Render the data from the line with "Check that every instance of the horse-drawn" to the line with "column 830, row 634" as a JSON list of strings, one string per line, with blank lines and pictures left out.

** Start DATA SUPPLIED **

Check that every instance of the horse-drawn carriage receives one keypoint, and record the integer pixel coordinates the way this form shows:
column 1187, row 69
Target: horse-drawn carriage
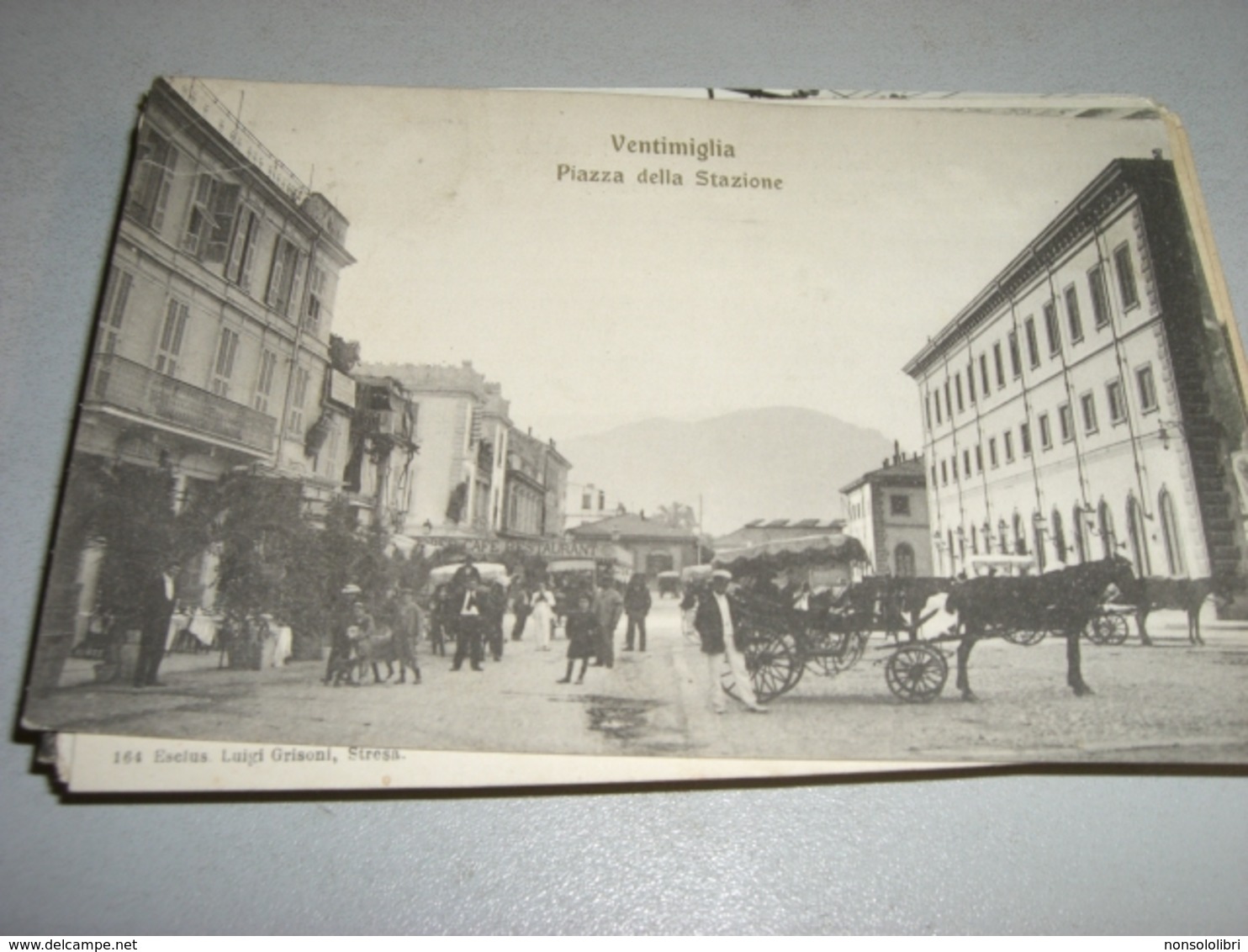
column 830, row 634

** End DATA SUPPLIED **
** Start DATA SUPPLIED **

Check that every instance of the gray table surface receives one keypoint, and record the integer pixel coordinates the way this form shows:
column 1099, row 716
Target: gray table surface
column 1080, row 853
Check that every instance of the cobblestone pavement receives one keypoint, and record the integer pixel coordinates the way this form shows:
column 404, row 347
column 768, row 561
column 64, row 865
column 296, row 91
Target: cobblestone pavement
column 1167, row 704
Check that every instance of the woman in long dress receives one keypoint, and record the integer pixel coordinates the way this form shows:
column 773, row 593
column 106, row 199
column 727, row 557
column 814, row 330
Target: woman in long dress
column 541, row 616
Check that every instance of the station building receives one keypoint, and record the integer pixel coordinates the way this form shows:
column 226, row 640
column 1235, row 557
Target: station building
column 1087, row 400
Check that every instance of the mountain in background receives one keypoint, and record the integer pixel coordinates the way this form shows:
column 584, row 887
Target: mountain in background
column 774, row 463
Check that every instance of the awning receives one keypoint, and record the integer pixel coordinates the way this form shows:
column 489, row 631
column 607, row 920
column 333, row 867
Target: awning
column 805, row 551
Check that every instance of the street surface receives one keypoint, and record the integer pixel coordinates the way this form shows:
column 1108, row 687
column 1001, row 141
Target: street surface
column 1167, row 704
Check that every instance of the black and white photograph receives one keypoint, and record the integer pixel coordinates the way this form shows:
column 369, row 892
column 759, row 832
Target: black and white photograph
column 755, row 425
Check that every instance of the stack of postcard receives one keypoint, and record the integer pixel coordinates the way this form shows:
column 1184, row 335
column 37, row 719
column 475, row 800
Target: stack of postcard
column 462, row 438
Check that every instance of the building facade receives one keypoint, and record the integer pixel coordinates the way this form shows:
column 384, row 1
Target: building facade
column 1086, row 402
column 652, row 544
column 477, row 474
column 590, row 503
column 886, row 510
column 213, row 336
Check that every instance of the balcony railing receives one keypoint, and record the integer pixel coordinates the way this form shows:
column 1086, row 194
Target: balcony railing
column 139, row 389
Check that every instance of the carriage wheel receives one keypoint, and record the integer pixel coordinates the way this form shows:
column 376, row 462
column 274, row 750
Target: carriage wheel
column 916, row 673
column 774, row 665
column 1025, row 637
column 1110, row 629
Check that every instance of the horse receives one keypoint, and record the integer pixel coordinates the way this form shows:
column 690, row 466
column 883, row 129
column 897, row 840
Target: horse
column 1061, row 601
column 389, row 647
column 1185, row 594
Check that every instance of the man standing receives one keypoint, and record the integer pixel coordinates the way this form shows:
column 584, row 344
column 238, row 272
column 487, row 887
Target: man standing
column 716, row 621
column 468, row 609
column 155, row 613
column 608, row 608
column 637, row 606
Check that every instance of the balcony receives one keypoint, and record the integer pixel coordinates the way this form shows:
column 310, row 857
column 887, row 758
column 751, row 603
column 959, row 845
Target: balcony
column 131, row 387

** End DATA SUPPLIED **
** Start DATA SUPPLIED **

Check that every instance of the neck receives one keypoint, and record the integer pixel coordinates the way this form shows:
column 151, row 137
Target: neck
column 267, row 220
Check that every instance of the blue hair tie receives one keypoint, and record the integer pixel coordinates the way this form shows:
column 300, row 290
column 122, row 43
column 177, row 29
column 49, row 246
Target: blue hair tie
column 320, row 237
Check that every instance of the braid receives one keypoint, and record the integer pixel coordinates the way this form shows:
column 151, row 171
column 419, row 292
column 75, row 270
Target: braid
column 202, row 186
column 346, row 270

** End DATA SUPPLIED **

## EXERCISE RESULT
[
  "Check that every instance of the horse-drawn carriage receives one keypoint, and record the integer pixel coordinates the way this form shows:",
  "column 1187, row 69",
  "Target: horse-drawn carriage",
  "column 830, row 634"
]